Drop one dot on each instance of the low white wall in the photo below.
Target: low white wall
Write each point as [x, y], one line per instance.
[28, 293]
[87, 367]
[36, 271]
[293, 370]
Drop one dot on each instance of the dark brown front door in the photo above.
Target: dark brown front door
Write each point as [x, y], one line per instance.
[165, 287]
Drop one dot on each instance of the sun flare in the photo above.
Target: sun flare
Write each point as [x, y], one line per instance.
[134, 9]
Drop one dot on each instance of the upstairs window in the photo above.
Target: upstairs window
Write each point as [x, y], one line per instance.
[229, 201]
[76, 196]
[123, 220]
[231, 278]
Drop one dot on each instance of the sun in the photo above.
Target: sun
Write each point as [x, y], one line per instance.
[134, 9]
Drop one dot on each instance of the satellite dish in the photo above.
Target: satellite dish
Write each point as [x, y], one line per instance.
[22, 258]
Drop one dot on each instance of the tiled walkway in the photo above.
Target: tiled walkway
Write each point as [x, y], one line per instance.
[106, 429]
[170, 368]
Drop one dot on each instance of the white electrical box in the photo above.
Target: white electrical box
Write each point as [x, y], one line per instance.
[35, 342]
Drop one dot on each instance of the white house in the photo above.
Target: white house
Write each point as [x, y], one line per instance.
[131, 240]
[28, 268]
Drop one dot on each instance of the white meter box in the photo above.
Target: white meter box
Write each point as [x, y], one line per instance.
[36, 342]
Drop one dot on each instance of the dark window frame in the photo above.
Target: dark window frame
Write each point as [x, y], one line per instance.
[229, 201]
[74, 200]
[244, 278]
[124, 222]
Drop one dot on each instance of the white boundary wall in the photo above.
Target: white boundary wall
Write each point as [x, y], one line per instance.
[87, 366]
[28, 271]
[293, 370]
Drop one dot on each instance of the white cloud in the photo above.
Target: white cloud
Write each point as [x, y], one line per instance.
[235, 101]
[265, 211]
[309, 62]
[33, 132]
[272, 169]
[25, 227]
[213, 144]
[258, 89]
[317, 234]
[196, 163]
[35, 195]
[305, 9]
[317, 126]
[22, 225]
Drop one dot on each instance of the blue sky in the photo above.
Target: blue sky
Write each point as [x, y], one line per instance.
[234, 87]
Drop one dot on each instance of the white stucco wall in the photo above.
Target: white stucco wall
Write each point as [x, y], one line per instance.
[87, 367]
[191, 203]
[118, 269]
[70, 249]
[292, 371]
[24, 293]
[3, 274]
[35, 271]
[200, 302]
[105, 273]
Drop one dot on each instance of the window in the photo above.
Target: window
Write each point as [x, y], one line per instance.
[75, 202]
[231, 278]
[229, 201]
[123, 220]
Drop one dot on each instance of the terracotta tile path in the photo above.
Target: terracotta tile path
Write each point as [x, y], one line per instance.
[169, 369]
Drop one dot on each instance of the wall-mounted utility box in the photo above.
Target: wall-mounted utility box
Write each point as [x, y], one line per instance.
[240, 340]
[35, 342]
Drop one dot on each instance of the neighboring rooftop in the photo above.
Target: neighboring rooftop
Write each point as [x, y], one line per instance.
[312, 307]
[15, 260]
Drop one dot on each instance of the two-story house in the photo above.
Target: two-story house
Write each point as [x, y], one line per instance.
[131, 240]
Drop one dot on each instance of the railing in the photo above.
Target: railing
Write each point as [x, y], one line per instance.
-=-=-
Stated task: Return the lines from the line containing "Drop one dot on each instance of the blue" to the end of the entries above, exactly as they appear and with no other output.

Solution for this exercise:
Drop one dot on each instance of the blue sky in the photo above.
Target: blue sky
Write each point as [x, y], one line per instance.
[234, 87]
Drop one dot on each instance of the white stucco wall in the photo above.
Target: white stucco wall
Write each point as [x, y], one line per instance.
[87, 367]
[191, 203]
[118, 269]
[70, 249]
[292, 371]
[24, 293]
[3, 274]
[35, 271]
[200, 302]
[105, 273]
Drop one dot on each instance of the window in the photo above.
Target: window
Write each point as [x, y], one line per instance.
[75, 202]
[231, 278]
[229, 201]
[123, 220]
Drop one dot on each instance of the terracotta tile path in the photo above.
Target: terracotta tile path
Write each point as [x, y], one line per instance.
[169, 369]
Drop one dot on each instance of the wall-mounted utility box in the photo above.
Target: wall-mounted utility box
Write each point as [x, y], one line per instance.
[240, 340]
[35, 342]
Drop one dot on each instance of the neighboring rooftop in the photo above.
Target: neighboring rooftop
Write each point as [x, y], one line per instance.
[312, 307]
[15, 260]
Drop one dot on each instance of the two-story house in the photo above.
Target: two-story house
Write each point as [x, y], one line per instance.
[131, 240]
Drop one dot on each instance of the railing in the photo above.
Target: railing
Write each point as [x, y], one line per instance.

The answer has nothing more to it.